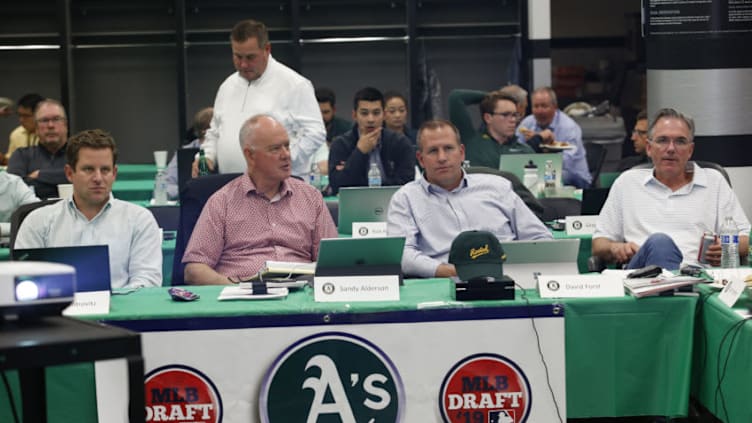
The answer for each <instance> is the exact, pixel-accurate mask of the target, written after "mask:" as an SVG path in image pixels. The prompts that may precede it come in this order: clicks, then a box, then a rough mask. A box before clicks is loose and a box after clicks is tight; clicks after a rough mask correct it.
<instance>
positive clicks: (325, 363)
mask: <svg viewBox="0 0 752 423" xmlns="http://www.w3.org/2000/svg"><path fill="white" fill-rule="evenodd" d="M404 403H405V396H404V388H403V386H402V380H401V379H400V376H399V373H397V369H396V368H395V367H394V365H393V364H392V362H391V361H390V360H389V358H388V357H387V356H386V355H385V354H384V353H383V352H382V351H381V350H379V349H378V348H377V347H376V346H375V345H373V344H371V343H370V342H368V341H366V340H365V339H363V338H360V337H357V336H354V335H350V334H346V333H339V332H331V333H322V334H318V335H314V336H311V337H308V338H304V339H301V340H300V341H298V342H296V343H295V344H293V345H292V346H290V347H289V348H288V349H287V350H285V351H284V352H283V353H282V354H281V355H280V356H279V357H278V358H277V360H276V361H275V362H274V365H272V367H271V368H270V369H269V371H268V372H267V373H266V375H265V376H264V382H263V386H262V388H261V394H260V395H259V411H260V414H261V421H262V422H267V423H280V422H282V423H285V422H319V421H333V422H334V421H336V422H342V423H356V422H370V423H380V422H382V423H386V422H389V423H393V422H400V421H401V420H402V415H403V414H404Z"/></svg>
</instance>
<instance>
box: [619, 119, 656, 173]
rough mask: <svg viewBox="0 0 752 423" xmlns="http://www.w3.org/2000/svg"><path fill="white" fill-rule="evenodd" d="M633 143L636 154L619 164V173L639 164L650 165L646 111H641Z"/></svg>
mask: <svg viewBox="0 0 752 423" xmlns="http://www.w3.org/2000/svg"><path fill="white" fill-rule="evenodd" d="M630 139H631V140H632V143H633V144H634V149H635V153H637V154H636V155H634V156H627V157H625V158H623V159H621V161H620V162H619V172H624V171H625V170H628V169H631V168H633V167H635V166H637V165H639V164H643V163H650V158H649V157H648V152H647V145H648V114H647V112H646V111H644V110H643V111H641V112H640V113H638V114H637V121H636V122H635V127H634V129H633V130H632V138H630Z"/></svg>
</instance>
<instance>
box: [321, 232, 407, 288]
mask: <svg viewBox="0 0 752 423" xmlns="http://www.w3.org/2000/svg"><path fill="white" fill-rule="evenodd" d="M404 248H405V238H404V237H384V238H330V239H322V240H321V244H320V245H319V258H318V260H317V262H316V276H361V275H400V283H402V251H403V249H404Z"/></svg>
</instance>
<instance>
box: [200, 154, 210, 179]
mask: <svg viewBox="0 0 752 423" xmlns="http://www.w3.org/2000/svg"><path fill="white" fill-rule="evenodd" d="M208 174H209V164H208V163H206V153H204V149H203V148H202V149H201V150H199V152H198V176H204V175H208Z"/></svg>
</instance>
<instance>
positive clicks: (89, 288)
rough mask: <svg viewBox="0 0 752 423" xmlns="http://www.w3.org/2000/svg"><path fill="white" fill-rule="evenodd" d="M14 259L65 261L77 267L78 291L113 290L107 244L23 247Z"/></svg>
mask: <svg viewBox="0 0 752 423" xmlns="http://www.w3.org/2000/svg"><path fill="white" fill-rule="evenodd" d="M11 258H12V259H13V260H18V261H47V262H53V263H63V264H67V265H70V266H73V267H74V268H75V269H76V292H90V291H111V280H110V253H109V247H108V246H107V245H85V246H75V247H46V248H25V249H24V248H22V249H15V250H13V252H12V257H11Z"/></svg>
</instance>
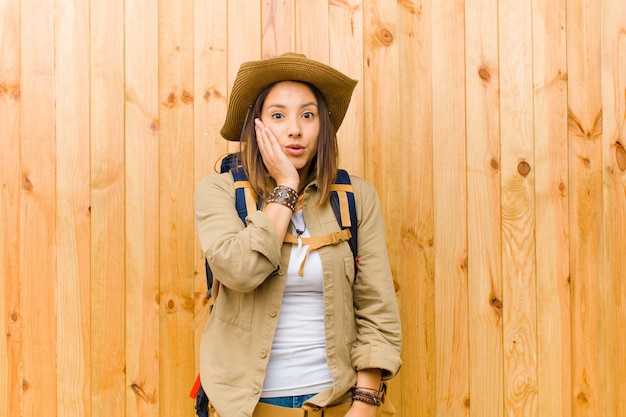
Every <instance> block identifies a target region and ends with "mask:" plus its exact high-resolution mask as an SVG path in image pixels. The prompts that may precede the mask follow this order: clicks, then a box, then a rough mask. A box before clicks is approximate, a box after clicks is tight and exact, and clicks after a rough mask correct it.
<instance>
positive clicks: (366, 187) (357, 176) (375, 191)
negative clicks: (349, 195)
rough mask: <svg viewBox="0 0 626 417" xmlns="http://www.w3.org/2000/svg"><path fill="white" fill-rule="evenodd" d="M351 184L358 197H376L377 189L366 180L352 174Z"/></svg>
mask: <svg viewBox="0 0 626 417" xmlns="http://www.w3.org/2000/svg"><path fill="white" fill-rule="evenodd" d="M350 183H351V184H352V188H353V189H354V193H355V194H356V195H365V196H368V195H376V194H377V193H376V188H374V186H373V185H372V184H371V183H370V182H369V181H368V180H366V179H365V178H363V177H359V176H358V175H353V174H350Z"/></svg>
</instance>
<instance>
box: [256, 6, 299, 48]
mask: <svg viewBox="0 0 626 417" xmlns="http://www.w3.org/2000/svg"><path fill="white" fill-rule="evenodd" d="M294 9H295V6H294V0H269V1H264V2H263V5H262V7H261V26H262V27H261V31H262V32H261V50H262V51H263V55H262V57H263V58H271V57H275V56H278V55H280V54H282V53H285V52H293V51H294V50H295V49H294V48H295V46H294V45H295V43H296V39H295V32H294V27H295V23H294Z"/></svg>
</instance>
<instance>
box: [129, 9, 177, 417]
mask: <svg viewBox="0 0 626 417" xmlns="http://www.w3.org/2000/svg"><path fill="white" fill-rule="evenodd" d="M125 10H126V11H125V15H124V18H125V19H124V33H125V36H124V79H125V109H124V116H125V124H124V128H125V132H124V137H125V138H126V140H125V144H124V164H125V165H124V169H125V184H124V188H125V191H126V195H125V223H126V226H125V229H126V233H125V252H126V258H125V259H126V262H125V267H126V268H125V275H126V288H125V293H124V295H125V298H126V300H125V324H126V330H125V340H126V355H125V356H126V375H127V377H126V414H125V415H126V416H127V417H158V416H160V415H161V412H160V408H161V398H162V397H161V393H162V392H163V393H164V394H163V396H167V395H169V394H167V391H162V389H161V387H160V385H161V382H160V381H161V378H160V375H159V362H160V360H159V359H160V357H161V349H160V346H159V332H160V326H159V302H160V292H159V288H160V279H159V270H160V262H159V181H158V178H159V126H160V120H159V99H158V94H159V90H158V86H159V76H158V75H159V66H158V56H159V51H158V39H159V36H158V25H159V20H158V1H157V0H150V1H145V0H132V1H126V2H125ZM182 382H183V381H181V383H182ZM188 383H189V382H188Z"/></svg>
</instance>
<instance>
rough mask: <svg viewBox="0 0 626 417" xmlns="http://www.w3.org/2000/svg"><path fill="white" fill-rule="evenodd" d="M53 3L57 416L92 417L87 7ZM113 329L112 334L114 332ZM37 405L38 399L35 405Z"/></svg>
mask: <svg viewBox="0 0 626 417" xmlns="http://www.w3.org/2000/svg"><path fill="white" fill-rule="evenodd" d="M54 3H55V9H56V10H55V53H56V56H55V68H56V72H55V86H56V88H55V91H56V92H57V94H56V109H55V113H56V123H55V125H56V224H57V225H58V227H57V228H56V236H55V244H56V250H57V253H56V258H57V264H56V267H57V270H56V276H57V280H56V284H55V285H56V288H57V292H56V296H57V298H56V309H55V313H56V326H57V340H56V359H57V382H58V385H57V396H58V405H57V413H58V415H59V416H88V415H90V414H91V413H90V411H91V410H90V409H89V408H90V407H89V406H90V340H91V338H90V336H91V320H90V306H91V303H90V292H91V286H90V267H91V262H90V251H89V249H86V248H89V246H90V218H89V215H90V204H91V203H90V190H89V187H90V181H89V177H90V173H89V170H90V157H89V154H90V147H89V140H85V138H88V137H89V134H90V123H89V116H90V114H89V102H90V96H89V91H90V88H89V87H90V85H89V73H90V71H89V65H90V60H89V3H88V2H86V1H81V0H78V1H73V2H61V1H56V2H54ZM116 330H117V329H116ZM38 400H40V399H38Z"/></svg>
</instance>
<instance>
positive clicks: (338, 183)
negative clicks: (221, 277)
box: [189, 152, 359, 417]
mask: <svg viewBox="0 0 626 417" xmlns="http://www.w3.org/2000/svg"><path fill="white" fill-rule="evenodd" d="M226 172H230V173H231V174H232V176H233V179H234V180H235V185H234V186H235V208H236V209H237V214H238V215H239V218H240V219H241V221H242V222H243V224H244V226H245V225H246V217H247V216H248V213H252V212H254V211H256V210H259V209H260V208H261V207H260V206H261V201H260V200H259V199H257V198H256V194H255V192H254V190H253V189H252V186H251V185H250V181H249V180H248V175H247V173H246V172H245V170H244V169H243V166H242V165H241V154H240V153H239V152H236V153H231V154H228V155H226V156H225V157H224V158H223V159H222V162H221V164H220V173H226ZM330 205H331V207H332V209H333V213H334V214H335V217H336V218H337V223H338V224H339V227H340V228H341V229H342V232H349V233H345V234H344V235H345V236H347V239H346V240H347V241H348V245H349V246H350V250H351V251H352V255H353V256H354V271H355V273H356V271H357V268H358V265H359V257H358V252H357V248H358V245H357V215H356V203H355V199H354V189H353V188H352V183H351V182H350V175H349V174H348V172H347V171H345V170H343V169H339V170H337V178H336V179H335V182H334V183H333V184H332V186H331V193H330ZM304 239H306V238H303V240H304ZM305 259H306V258H305ZM303 265H304V262H303ZM204 266H205V269H206V282H207V293H206V298H207V299H209V298H211V291H212V288H213V284H214V280H213V272H211V268H210V267H209V263H208V262H207V260H206V259H205V260H204ZM301 269H302V267H301ZM215 285H218V286H219V281H217V282H216V283H215ZM217 288H219V287H217ZM189 395H190V397H191V398H193V399H195V400H196V414H197V415H198V417H208V411H206V410H207V407H208V397H207V396H206V394H205V392H204V390H203V389H202V386H201V384H200V375H198V377H197V378H196V382H195V384H194V386H193V388H192V390H191V393H190V394H189Z"/></svg>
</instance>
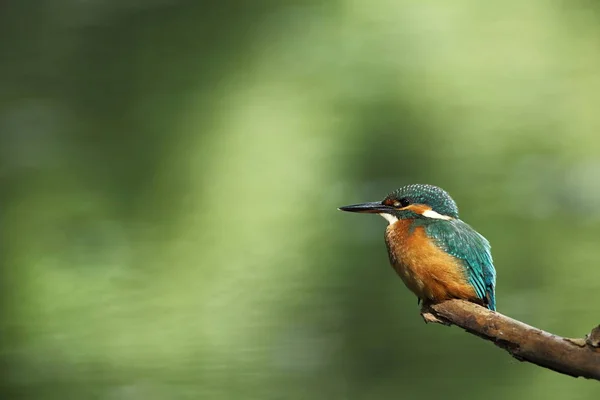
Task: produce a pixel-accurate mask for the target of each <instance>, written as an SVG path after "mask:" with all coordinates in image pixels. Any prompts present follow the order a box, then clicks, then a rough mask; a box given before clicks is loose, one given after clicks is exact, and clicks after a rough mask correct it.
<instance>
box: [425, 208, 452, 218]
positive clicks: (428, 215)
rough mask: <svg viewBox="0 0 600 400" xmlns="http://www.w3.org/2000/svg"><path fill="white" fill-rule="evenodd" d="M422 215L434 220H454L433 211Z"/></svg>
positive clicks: (446, 216)
mask: <svg viewBox="0 0 600 400" xmlns="http://www.w3.org/2000/svg"><path fill="white" fill-rule="evenodd" d="M421 215H422V216H424V217H427V218H434V219H445V220H449V219H452V217H449V216H447V215H442V214H439V213H437V212H435V211H433V210H427V211H424V212H423V214H421Z"/></svg>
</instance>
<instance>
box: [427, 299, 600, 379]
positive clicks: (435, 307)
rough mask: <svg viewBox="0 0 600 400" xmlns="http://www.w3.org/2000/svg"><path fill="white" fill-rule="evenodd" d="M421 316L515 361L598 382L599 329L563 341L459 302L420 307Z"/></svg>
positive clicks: (462, 301) (430, 321) (476, 308)
mask: <svg viewBox="0 0 600 400" xmlns="http://www.w3.org/2000/svg"><path fill="white" fill-rule="evenodd" d="M421 315H422V316H423V319H424V320H425V322H435V323H441V324H444V325H456V326H459V327H461V328H463V329H465V330H466V331H467V332H469V333H472V334H474V335H477V336H479V337H481V338H484V339H486V340H490V341H492V342H493V343H494V344H495V345H497V346H498V347H501V348H503V349H504V350H506V351H508V352H509V353H510V354H511V355H512V356H513V357H514V358H516V359H517V360H519V361H527V362H530V363H533V364H536V365H539V366H540V367H544V368H549V369H551V370H553V371H556V372H559V373H561V374H566V375H570V376H574V377H579V376H582V377H584V378H589V379H596V380H600V325H598V326H597V327H596V328H594V329H593V330H592V332H591V333H589V334H588V335H586V337H585V338H579V339H569V338H563V337H560V336H556V335H553V334H551V333H548V332H544V331H542V330H540V329H537V328H534V327H532V326H529V325H526V324H524V323H522V322H520V321H517V320H514V319H512V318H509V317H507V316H505V315H502V314H500V313H497V312H494V311H490V310H488V309H487V308H484V307H481V306H479V305H477V304H473V303H469V302H467V301H463V300H449V301H445V302H443V303H439V304H430V305H424V306H423V309H422V310H421Z"/></svg>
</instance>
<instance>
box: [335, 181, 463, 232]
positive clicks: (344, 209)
mask: <svg viewBox="0 0 600 400" xmlns="http://www.w3.org/2000/svg"><path fill="white" fill-rule="evenodd" d="M340 210H342V211H349V212H359V213H372V214H380V215H381V216H382V217H384V218H385V219H387V220H388V221H389V222H390V223H392V222H394V221H396V220H399V219H416V218H432V219H445V220H450V219H454V218H458V207H457V206H456V203H455V202H454V200H452V197H450V195H449V194H448V193H447V192H446V191H445V190H443V189H441V188H439V187H437V186H433V185H424V184H412V185H407V186H403V187H401V188H400V189H397V190H394V191H393V192H392V193H390V194H388V195H387V196H386V197H385V198H384V199H383V200H382V201H376V202H370V203H361V204H354V205H350V206H344V207H340Z"/></svg>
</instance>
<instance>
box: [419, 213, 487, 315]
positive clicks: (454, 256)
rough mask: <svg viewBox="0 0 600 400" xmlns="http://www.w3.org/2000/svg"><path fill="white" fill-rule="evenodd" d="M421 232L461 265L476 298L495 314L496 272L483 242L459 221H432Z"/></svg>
mask: <svg viewBox="0 0 600 400" xmlns="http://www.w3.org/2000/svg"><path fill="white" fill-rule="evenodd" d="M425 229H426V232H427V235H428V236H429V237H431V238H432V239H433V240H434V243H436V244H437V245H438V246H439V247H440V248H441V249H443V250H444V251H446V252H447V253H448V254H451V255H453V256H454V257H456V258H459V259H461V260H462V261H463V265H464V266H465V270H466V272H467V275H468V277H469V283H470V284H471V285H472V286H473V288H475V293H476V294H477V297H478V298H480V299H481V300H483V301H484V302H485V303H486V304H487V306H488V308H489V309H490V310H496V297H495V287H496V269H495V268H494V263H493V260H492V254H491V252H490V243H489V242H488V241H487V239H486V238H484V237H483V236H481V235H480V234H479V233H477V232H476V231H475V230H474V229H473V228H471V227H470V226H469V225H468V224H466V223H464V222H463V221H461V220H460V219H452V220H448V221H436V222H435V223H432V224H429V225H428V226H426V228H425Z"/></svg>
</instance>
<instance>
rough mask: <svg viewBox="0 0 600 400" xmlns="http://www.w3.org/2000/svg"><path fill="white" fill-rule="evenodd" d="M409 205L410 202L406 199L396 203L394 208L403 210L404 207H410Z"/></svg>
mask: <svg viewBox="0 0 600 400" xmlns="http://www.w3.org/2000/svg"><path fill="white" fill-rule="evenodd" d="M409 204H410V202H409V201H408V200H407V199H405V198H402V199H399V200H395V201H394V207H396V208H403V207H406V206H408V205H409Z"/></svg>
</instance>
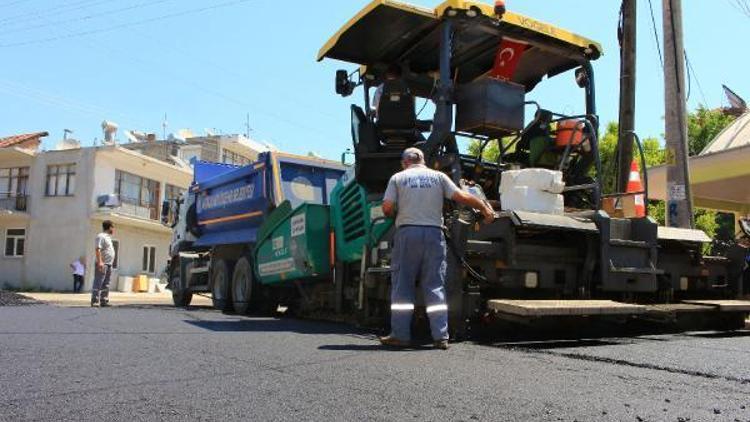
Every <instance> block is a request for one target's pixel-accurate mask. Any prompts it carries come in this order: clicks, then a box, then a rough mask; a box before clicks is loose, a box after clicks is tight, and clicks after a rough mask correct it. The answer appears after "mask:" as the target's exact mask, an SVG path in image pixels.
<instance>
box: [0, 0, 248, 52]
mask: <svg viewBox="0 0 750 422" xmlns="http://www.w3.org/2000/svg"><path fill="white" fill-rule="evenodd" d="M250 1H253V0H235V1H229V2H225V3H219V4H215V5H212V6H206V7H199V8H195V9H188V10H183V11H180V12H175V13H168V14H165V15H160V16H155V17H153V18H149V19H143V20H140V21H134V22H127V23H124V24H120V25H113V26H109V27H106V28H99V29H92V30H89V31H81V32H74V33H70V34H68V35H64V36H57V37H49V38H40V39H36V40H29V41H22V42H16V43H10V44H0V47H2V48H9V47H23V46H27V45H32V44H44V43H47V42H53V41H59V40H64V39H70V38H77V37H83V36H86V35H94V34H101V33H104V32H112V31H116V30H118V29H123V28H129V27H132V26H138V25H143V24H147V23H151V22H158V21H161V20H165V19H171V18H176V17H180V16H186V15H191V14H196V13H202V12H207V11H210V10H216V9H220V8H225V7H230V6H235V5H238V4H242V3H248V2H250Z"/></svg>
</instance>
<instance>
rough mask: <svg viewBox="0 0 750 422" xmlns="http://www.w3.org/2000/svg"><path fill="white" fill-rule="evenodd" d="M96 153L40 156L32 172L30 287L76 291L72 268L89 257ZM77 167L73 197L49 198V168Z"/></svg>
mask: <svg viewBox="0 0 750 422" xmlns="http://www.w3.org/2000/svg"><path fill="white" fill-rule="evenodd" d="M93 156H94V150H93V149H76V150H67V151H51V152H47V153H44V154H40V155H39V156H38V157H37V159H36V163H35V165H34V166H33V167H32V171H31V201H32V202H31V203H32V207H31V209H30V211H31V225H30V226H31V227H30V230H29V233H28V235H27V245H28V248H27V249H28V253H27V256H26V263H27V264H26V266H27V273H26V283H27V284H29V285H38V286H40V287H43V288H47V289H54V290H66V289H72V287H73V282H72V281H71V278H72V277H71V275H70V273H71V272H70V268H69V264H70V263H71V262H73V261H74V260H75V259H76V258H77V257H79V256H81V255H84V254H86V252H87V250H86V245H85V243H84V240H85V235H86V233H87V232H88V227H89V225H90V223H89V207H88V198H89V196H90V193H89V192H91V190H90V181H91V180H92V176H93V163H94V160H93ZM73 163H75V164H76V185H75V192H74V194H73V196H70V197H61V196H54V197H47V196H45V184H46V176H47V166H50V165H56V164H73Z"/></svg>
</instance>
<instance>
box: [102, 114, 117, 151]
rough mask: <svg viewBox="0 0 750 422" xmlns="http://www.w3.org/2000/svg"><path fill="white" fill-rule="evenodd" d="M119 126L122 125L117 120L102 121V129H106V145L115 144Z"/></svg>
mask: <svg viewBox="0 0 750 422" xmlns="http://www.w3.org/2000/svg"><path fill="white" fill-rule="evenodd" d="M119 128H120V126H119V125H118V124H117V123H115V122H110V121H109V120H105V121H103V122H102V130H103V131H104V144H105V145H114V144H115V134H116V133H117V129H119Z"/></svg>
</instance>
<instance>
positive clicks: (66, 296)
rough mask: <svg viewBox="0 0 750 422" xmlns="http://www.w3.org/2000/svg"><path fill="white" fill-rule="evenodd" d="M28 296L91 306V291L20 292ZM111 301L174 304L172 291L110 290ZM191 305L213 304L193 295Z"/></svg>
mask: <svg viewBox="0 0 750 422" xmlns="http://www.w3.org/2000/svg"><path fill="white" fill-rule="evenodd" d="M20 294H22V295H24V296H26V297H29V298H32V299H35V300H38V301H40V302H44V303H49V304H52V305H57V306H65V307H88V306H91V293H35V292H32V293H23V292H22V293H20ZM109 303H110V305H112V306H138V305H149V306H172V293H171V292H169V291H167V292H164V293H121V292H110V293H109ZM190 305H191V306H201V307H203V306H208V307H210V306H211V298H207V297H204V296H198V295H193V300H192V302H191V303H190Z"/></svg>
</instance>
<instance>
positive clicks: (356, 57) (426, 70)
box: [318, 0, 602, 90]
mask: <svg viewBox="0 0 750 422" xmlns="http://www.w3.org/2000/svg"><path fill="white" fill-rule="evenodd" d="M448 9H455V10H464V11H465V10H472V9H473V10H475V11H476V12H477V13H478V16H477V17H476V18H475V19H473V20H472V21H471V23H470V24H469V25H467V26H464V27H462V28H461V40H460V42H457V43H456V44H455V45H454V53H453V62H454V64H455V65H456V66H457V67H460V69H461V70H460V72H459V75H458V79H459V82H465V81H470V80H472V79H474V78H476V77H478V76H481V75H483V74H484V73H486V72H487V71H488V70H490V68H491V67H492V65H493V62H494V58H495V54H496V52H497V48H498V46H499V43H500V41H501V40H502V38H503V37H509V38H512V39H514V40H517V41H523V42H526V43H528V44H529V45H530V47H529V48H528V49H527V51H526V52H525V53H524V56H523V58H522V60H521V62H520V64H519V67H518V69H517V71H516V76H514V81H515V82H517V83H521V84H524V85H526V87H527V89H528V90H530V89H532V88H533V87H534V86H535V85H536V83H537V82H539V80H541V78H542V77H544V76H545V75H548V76H554V75H556V74H558V73H561V72H564V71H567V70H569V69H572V68H574V67H577V66H579V65H580V64H582V63H583V62H584V61H586V60H594V59H597V58H598V57H599V56H600V55H601V52H602V49H601V46H600V45H599V44H598V43H597V42H595V41H592V40H590V39H587V38H585V37H582V36H580V35H576V34H574V33H572V32H569V31H566V30H564V29H562V28H559V27H556V26H553V25H550V24H547V23H544V22H540V21H537V20H535V19H532V18H529V17H526V16H523V15H519V14H516V13H513V12H510V11H508V12H506V13H505V15H504V16H503V18H502V20H500V21H499V22H498V21H497V20H496V19H495V15H494V7H493V6H491V5H489V4H486V3H482V2H477V1H467V0H448V1H445V2H443V3H442V4H440V5H439V6H438V7H436V8H435V9H427V8H423V7H418V6H414V5H410V4H407V3H403V2H399V1H394V0H374V1H372V2H371V3H369V4H368V5H367V6H365V8H364V9H362V10H361V11H360V12H359V13H357V15H355V16H354V17H353V18H352V19H351V20H350V21H349V22H348V23H347V24H346V25H344V26H343V27H342V28H341V29H340V30H339V31H338V32H337V33H336V34H335V35H334V36H333V37H331V39H330V40H329V41H328V42H327V43H326V44H325V45H324V46H323V48H322V49H321V50H320V52H319V53H318V60H323V59H324V58H330V59H337V60H342V61H346V62H350V63H355V64H359V65H365V66H368V67H370V66H373V65H377V64H388V63H394V62H404V63H409V67H410V69H411V71H412V72H416V73H429V72H432V71H436V70H437V69H438V60H439V48H438V47H439V43H440V31H439V28H440V26H441V23H442V22H443V16H444V15H445V13H446V11H447V10H448Z"/></svg>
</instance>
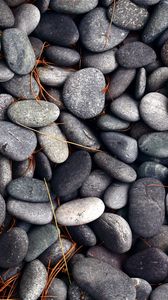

----------------------------------------

JOB ITEM - Rewrite everything from the start of the records down to the line containing "positive clicks: (325, 363)", replacing "rough mask" with "draft mask" and changing nothing else. Leave the pictures out of your answer.

EXPECTED ANSWER -
The answer for each <instance> is the exact, pixel-accurate mask of the target, written after "mask:" as an SVG path in image pixels. The prompts that may precede it come in this order: clicks, then a box, then a draft mask. A box before clicks is loose and a box after clicks is tight; clicks after a draft mask correct it.
<instance>
positive clicks: (325, 363)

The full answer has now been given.